━━ Supplied material

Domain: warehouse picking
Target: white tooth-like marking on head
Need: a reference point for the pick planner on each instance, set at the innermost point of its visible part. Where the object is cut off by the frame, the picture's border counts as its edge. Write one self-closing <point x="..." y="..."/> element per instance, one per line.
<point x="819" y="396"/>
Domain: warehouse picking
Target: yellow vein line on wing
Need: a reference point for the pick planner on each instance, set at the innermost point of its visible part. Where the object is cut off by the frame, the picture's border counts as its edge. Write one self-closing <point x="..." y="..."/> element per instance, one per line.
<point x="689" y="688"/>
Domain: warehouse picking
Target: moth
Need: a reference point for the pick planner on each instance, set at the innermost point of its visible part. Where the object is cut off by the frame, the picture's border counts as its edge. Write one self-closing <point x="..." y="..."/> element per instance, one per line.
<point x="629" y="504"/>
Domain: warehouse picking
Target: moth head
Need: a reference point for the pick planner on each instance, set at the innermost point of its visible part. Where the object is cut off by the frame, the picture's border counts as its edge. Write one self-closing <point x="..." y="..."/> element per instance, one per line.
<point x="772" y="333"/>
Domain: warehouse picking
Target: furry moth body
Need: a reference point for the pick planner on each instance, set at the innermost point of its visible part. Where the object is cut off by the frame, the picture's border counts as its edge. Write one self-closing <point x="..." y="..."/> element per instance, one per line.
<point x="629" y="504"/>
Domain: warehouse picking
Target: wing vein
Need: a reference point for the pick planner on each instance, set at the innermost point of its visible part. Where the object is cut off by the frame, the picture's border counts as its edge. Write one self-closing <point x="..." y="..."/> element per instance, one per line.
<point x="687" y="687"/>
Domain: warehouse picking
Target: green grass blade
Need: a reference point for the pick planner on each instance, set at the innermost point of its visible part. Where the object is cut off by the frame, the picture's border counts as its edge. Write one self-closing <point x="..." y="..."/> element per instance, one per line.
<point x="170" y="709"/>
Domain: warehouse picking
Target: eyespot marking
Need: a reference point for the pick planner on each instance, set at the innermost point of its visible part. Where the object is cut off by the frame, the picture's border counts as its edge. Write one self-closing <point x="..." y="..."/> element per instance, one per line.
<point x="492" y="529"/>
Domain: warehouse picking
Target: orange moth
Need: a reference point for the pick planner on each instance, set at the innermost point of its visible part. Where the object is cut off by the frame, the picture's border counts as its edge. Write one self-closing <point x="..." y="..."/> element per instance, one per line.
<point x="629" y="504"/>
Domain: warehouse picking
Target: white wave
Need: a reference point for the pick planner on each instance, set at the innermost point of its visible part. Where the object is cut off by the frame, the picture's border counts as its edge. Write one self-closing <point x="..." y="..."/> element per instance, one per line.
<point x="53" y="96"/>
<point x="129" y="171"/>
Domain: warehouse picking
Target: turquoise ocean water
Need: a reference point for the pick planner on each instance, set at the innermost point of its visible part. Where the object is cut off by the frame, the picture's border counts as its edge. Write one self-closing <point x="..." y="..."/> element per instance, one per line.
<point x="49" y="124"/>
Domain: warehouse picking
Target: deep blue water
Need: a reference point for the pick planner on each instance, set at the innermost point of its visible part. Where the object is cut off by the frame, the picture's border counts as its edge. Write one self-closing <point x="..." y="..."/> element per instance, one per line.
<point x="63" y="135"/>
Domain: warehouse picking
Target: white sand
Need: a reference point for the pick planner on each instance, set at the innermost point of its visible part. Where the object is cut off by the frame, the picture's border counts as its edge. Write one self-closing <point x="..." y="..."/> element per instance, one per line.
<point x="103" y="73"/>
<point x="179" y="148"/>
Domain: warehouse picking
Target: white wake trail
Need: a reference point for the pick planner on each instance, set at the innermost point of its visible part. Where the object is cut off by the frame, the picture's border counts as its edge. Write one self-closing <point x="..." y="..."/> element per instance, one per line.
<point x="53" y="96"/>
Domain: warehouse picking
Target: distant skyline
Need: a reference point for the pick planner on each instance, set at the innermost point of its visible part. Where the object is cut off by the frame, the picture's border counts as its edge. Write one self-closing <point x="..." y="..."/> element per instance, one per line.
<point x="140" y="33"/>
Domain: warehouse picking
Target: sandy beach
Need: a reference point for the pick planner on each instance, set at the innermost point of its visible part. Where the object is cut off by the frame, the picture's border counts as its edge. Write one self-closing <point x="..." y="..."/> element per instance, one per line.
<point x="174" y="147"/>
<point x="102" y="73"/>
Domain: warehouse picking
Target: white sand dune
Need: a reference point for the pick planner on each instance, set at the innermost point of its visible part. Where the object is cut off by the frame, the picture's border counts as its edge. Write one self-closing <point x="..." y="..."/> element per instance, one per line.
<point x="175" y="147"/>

━━━━

→ **The problem**:
Please select every line in the rows above that contains the string "moth", and copy each one.

→ **Answer to the task**:
Target: moth
Target: moth head
Target: furry moth body
Target: orange moth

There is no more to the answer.